Tâche à réaliser A
Condensez sous forme de liste le paragraphe de l'article sur la chlamydiose bovine qui commence par « Après la leucose bovine, voilà », en gardant ses faits principaux.
Tâche à réaliser B
Recopiez à l'identique le passage de l'article sur la chlamydiose bovine qui va de « Mélusine Lauret ne » jusqu'à « Plaine des Cafres. » inclus.

Texte à analyser
---*---

Filière bovine

Après la leucose, la chlamydiose : les grands maux des bovins pei

  • Publié le 30 mai 2019 à 03:00
  • Actualisé le 30 mai 2019 à 15:07

Après la leucose bovine, voilà une nouvelle maladie qui fait son apparition sur les cheptels réunionnais. Peu connue, elle s'appelle la chlamydiose bovine et peut entraîner des avortements chez les vaches... mais aussi chez les humains. Début mai, un couple d'éleveurs à la Plaine des Cafres a appris que son cheptel, en plus d'être presque entièrement touché par la leucose, est aussi atteint en partie par la chlamydiose. Les autorités sanitaires maintiennent qu'il ne s'agit pas d'un pathogène majeur. Les éleveurs concernés, eux, ne voient pas ça du même oeil et s'inquiètent autant de ce coup de frein économique que des questions de santé publique. (Photo d'illustration rb/www.ipreunion.com)

Mélusine Lauret ne le savait pas, mais depuis 4 ans, elle s’occupe de vaches atteintes par la chlamydiose bovine. "Nous ne connaissions même pas cette maladie", nous explique son mari Georges Lauret, qui tient avec elle l'élevage situé à la Plaine des Cafres.

---*---

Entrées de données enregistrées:
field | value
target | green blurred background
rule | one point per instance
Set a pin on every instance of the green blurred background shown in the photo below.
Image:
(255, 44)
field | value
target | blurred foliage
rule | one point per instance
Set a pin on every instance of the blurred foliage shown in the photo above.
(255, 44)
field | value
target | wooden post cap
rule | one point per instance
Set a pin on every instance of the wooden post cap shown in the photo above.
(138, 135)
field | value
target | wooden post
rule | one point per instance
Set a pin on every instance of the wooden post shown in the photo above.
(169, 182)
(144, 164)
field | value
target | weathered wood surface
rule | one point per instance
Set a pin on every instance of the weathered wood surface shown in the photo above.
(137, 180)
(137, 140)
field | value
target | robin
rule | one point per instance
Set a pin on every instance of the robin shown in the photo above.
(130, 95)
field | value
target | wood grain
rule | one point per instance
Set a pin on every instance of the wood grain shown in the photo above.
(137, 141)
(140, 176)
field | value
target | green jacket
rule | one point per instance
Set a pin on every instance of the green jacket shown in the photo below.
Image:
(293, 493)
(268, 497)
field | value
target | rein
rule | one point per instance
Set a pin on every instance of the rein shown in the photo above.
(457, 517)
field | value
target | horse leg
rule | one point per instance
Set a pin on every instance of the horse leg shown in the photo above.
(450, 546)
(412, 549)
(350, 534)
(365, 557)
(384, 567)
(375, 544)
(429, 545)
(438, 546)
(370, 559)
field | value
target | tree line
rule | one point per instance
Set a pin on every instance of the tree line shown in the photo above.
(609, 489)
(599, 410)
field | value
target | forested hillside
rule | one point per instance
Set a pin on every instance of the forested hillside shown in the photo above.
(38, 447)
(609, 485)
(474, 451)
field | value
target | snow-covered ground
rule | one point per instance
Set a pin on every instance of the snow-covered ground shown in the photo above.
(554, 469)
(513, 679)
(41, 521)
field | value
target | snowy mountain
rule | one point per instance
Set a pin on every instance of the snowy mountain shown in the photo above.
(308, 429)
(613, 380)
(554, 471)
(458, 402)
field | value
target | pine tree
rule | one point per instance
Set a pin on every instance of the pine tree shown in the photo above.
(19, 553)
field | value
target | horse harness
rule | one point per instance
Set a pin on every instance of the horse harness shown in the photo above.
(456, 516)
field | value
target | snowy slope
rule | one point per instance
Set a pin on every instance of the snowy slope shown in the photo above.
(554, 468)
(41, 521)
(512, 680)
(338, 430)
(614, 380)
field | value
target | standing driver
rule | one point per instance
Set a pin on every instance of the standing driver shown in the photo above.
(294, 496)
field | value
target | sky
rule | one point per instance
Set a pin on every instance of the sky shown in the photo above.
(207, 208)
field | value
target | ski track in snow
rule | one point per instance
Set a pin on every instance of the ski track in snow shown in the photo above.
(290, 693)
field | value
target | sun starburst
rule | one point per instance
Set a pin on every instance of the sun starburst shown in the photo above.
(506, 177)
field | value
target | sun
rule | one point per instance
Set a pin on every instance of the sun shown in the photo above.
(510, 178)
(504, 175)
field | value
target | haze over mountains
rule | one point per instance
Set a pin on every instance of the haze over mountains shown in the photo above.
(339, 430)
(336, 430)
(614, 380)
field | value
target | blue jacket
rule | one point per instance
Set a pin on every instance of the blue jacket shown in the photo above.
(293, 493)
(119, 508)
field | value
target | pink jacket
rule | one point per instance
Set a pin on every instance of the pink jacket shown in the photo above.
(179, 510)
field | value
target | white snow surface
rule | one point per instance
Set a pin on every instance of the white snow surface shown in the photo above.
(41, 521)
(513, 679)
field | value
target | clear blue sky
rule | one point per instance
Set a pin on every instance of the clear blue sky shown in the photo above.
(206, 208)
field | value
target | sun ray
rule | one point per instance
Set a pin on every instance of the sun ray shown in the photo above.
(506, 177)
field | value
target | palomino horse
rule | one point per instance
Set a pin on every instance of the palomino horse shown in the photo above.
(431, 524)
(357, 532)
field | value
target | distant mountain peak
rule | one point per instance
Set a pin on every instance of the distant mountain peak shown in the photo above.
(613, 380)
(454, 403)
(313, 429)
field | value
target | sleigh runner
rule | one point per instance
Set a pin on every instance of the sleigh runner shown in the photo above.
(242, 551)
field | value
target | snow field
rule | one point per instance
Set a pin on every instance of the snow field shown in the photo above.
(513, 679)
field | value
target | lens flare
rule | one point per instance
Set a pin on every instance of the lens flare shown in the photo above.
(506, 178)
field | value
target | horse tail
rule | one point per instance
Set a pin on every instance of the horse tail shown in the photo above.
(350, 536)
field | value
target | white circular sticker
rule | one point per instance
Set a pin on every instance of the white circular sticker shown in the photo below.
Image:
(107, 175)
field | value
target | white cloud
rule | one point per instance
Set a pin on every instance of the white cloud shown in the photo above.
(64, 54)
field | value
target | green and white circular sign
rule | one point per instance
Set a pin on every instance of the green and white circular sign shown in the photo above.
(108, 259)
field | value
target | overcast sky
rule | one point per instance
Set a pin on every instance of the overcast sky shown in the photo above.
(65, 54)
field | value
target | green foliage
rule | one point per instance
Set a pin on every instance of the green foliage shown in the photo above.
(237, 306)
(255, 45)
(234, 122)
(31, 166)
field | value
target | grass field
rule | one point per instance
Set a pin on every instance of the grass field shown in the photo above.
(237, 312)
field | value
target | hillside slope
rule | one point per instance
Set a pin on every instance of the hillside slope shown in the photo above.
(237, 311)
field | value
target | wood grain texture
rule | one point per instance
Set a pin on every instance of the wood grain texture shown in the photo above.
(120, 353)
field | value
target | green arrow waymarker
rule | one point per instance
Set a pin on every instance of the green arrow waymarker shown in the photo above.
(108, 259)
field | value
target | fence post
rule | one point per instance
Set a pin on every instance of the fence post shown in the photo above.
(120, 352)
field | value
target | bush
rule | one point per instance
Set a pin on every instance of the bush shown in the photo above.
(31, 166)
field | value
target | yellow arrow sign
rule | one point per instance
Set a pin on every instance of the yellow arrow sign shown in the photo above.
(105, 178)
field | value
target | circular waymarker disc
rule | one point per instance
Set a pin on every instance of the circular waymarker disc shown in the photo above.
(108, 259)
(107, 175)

---*---

Réponse rédigée A
- La chlamydiose bovine, une maladie peu connue, apparaît dans les cheptels réunionnais après la leucose bovine.
- Elle peut entraîner des avortements chez les vaches, mais aussi chez les humains.
- Début mai, un couple d'éleveurs de la Plaine des Cafres a appris que son cheptel, déjà presque entièrement touché par la leucose, était aussi atteint en partie par la chlamydiose.
- Les autorités sanitaires maintiennent qu'il ne s'agit pas d'un pathogène majeur.
- Les éleveurs concernés ne partagent pas cet avis. Ils s'inquiètent autant du coup de frein économique que des questions de santé publique.

Réponse rédigée B
Mélusine Lauret ne le savait pas, mais depuis 4 ans, elle s’occupe de vaches atteintes par la chlamydiose bovine. "Nous ne connaissions même pas cette maladie", nous explique son mari Georges Lauret, qui tient avec elle l'élevage situé à la Plaine des Cafres.